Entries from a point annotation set
::::::::

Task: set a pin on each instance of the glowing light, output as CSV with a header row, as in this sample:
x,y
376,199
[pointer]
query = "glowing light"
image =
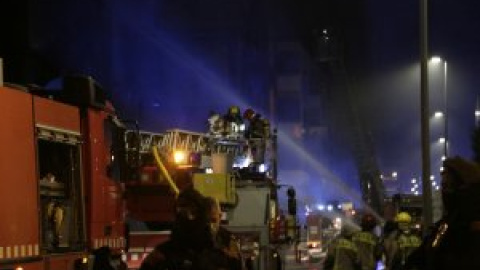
x,y
179,157
262,168
438,114
435,60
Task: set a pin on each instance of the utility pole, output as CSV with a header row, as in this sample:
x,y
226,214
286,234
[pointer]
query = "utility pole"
x,y
424,111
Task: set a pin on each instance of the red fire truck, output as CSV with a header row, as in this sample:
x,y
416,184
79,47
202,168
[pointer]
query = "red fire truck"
x,y
219,163
61,178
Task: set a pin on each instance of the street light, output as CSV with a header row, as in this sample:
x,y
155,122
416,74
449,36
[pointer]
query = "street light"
x,y
436,60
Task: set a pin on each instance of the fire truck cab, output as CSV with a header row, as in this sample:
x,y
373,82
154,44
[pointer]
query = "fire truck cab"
x,y
223,163
61,187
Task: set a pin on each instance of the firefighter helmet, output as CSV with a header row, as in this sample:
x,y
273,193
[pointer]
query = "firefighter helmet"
x,y
403,217
368,222
249,114
234,110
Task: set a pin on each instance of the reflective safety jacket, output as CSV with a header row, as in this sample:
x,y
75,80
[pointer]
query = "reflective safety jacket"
x,y
342,254
368,247
400,246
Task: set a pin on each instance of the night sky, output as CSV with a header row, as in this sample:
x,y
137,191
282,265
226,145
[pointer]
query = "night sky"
x,y
158,59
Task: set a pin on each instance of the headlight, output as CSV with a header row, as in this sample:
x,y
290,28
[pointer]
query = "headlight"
x,y
179,157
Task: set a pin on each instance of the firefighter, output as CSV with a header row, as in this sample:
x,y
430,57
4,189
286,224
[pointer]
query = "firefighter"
x,y
191,245
401,243
233,121
454,241
256,132
342,253
367,243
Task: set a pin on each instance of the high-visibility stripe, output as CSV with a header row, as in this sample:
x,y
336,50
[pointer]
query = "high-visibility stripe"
x,y
19,251
23,251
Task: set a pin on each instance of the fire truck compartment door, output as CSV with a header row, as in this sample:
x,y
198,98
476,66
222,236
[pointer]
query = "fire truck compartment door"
x,y
252,208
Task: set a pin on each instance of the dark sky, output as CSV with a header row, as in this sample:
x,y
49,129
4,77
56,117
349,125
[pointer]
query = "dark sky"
x,y
392,103
153,55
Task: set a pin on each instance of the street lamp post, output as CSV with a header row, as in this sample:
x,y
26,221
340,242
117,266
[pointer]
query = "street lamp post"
x,y
438,60
424,115
445,96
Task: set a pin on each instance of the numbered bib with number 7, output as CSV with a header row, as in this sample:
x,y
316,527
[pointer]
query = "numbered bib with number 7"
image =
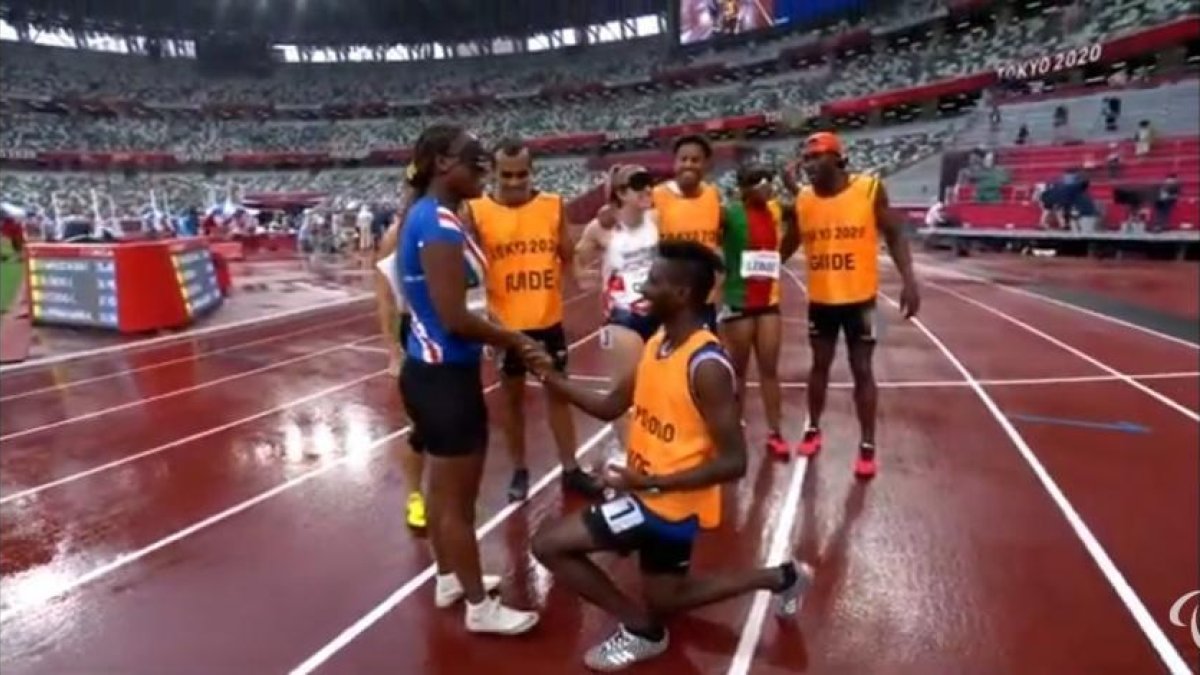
x,y
622,514
760,264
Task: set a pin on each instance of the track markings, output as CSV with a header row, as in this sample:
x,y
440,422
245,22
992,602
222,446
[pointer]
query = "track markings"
x,y
1150,628
960,383
1079,353
1121,322
71,383
193,437
190,334
66,586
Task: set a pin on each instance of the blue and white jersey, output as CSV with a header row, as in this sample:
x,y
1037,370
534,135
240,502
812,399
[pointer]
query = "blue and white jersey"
x,y
430,341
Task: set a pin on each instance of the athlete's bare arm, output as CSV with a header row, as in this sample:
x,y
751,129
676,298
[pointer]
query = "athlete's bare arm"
x,y
715,394
385,303
565,248
892,228
791,240
606,406
588,249
447,281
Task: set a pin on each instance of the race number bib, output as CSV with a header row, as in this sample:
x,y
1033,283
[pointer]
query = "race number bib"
x,y
622,514
760,264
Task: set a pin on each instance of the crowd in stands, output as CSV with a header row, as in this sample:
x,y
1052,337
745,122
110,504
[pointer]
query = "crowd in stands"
x,y
28,70
346,189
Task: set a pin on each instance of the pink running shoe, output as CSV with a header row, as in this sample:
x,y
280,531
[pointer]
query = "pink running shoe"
x,y
778,447
865,466
811,442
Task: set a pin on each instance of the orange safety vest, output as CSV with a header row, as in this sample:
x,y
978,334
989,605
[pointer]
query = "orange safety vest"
x,y
667,432
841,242
525,287
689,217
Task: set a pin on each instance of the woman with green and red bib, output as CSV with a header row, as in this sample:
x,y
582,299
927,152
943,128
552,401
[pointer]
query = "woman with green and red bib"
x,y
759,236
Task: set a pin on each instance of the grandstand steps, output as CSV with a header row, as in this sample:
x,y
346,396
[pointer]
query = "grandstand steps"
x,y
17,329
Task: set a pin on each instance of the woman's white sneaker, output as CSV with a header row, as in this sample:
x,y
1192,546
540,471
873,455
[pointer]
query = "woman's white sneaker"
x,y
492,616
449,590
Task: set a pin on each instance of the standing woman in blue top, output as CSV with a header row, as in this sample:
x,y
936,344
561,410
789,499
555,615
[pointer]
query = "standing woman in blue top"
x,y
442,269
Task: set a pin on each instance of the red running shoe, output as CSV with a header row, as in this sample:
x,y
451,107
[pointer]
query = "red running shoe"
x,y
778,446
865,465
811,442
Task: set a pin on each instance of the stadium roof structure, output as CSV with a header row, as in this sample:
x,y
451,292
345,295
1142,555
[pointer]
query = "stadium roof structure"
x,y
325,22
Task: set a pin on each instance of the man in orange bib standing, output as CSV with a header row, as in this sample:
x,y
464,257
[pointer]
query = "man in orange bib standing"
x,y
685,441
689,208
841,217
523,234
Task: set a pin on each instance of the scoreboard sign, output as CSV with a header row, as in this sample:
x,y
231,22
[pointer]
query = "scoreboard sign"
x,y
197,280
131,287
75,291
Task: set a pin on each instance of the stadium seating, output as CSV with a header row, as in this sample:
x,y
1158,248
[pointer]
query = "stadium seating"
x,y
40,75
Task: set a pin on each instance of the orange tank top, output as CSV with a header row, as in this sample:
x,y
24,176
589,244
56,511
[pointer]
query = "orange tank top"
x,y
697,219
841,242
667,432
523,268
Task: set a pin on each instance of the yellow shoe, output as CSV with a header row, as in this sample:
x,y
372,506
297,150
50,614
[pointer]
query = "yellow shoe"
x,y
415,511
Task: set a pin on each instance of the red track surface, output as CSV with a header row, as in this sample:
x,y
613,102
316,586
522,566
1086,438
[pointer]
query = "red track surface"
x,y
257,543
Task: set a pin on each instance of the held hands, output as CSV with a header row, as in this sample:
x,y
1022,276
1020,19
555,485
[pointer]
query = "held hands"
x,y
606,216
622,479
910,300
535,357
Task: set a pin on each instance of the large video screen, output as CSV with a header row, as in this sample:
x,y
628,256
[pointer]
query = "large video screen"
x,y
706,19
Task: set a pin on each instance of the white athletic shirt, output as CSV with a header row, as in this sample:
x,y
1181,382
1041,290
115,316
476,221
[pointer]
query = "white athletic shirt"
x,y
388,267
627,263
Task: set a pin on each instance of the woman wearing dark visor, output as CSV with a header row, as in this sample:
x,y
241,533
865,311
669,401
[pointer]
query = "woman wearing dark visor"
x,y
625,239
442,269
759,236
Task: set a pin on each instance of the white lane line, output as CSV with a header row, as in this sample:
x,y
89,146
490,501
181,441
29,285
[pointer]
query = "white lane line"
x,y
291,334
190,334
1093,314
778,553
370,348
1079,353
145,400
958,383
197,436
69,585
411,586
1153,633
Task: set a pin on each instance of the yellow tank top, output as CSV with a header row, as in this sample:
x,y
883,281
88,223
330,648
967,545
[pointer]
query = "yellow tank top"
x,y
523,269
696,219
667,432
841,242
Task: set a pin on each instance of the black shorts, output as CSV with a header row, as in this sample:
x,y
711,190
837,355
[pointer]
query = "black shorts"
x,y
643,324
406,329
711,316
624,525
445,404
737,314
552,339
857,320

::::::::

*Set exercise:*
Write out, unchanged, everything from the line that contains "Task: set a pin on each instance of the black" down to the end of the entries above, including both of those ends.

*Solution below:*
Task: set a pin on each instance of the black shorts, output as CSV with a header row, as in this sample:
x,y
711,190
837,355
[pointer]
query = "black shorts"
x,y
643,324
406,329
711,316
624,525
445,404
737,314
552,339
857,320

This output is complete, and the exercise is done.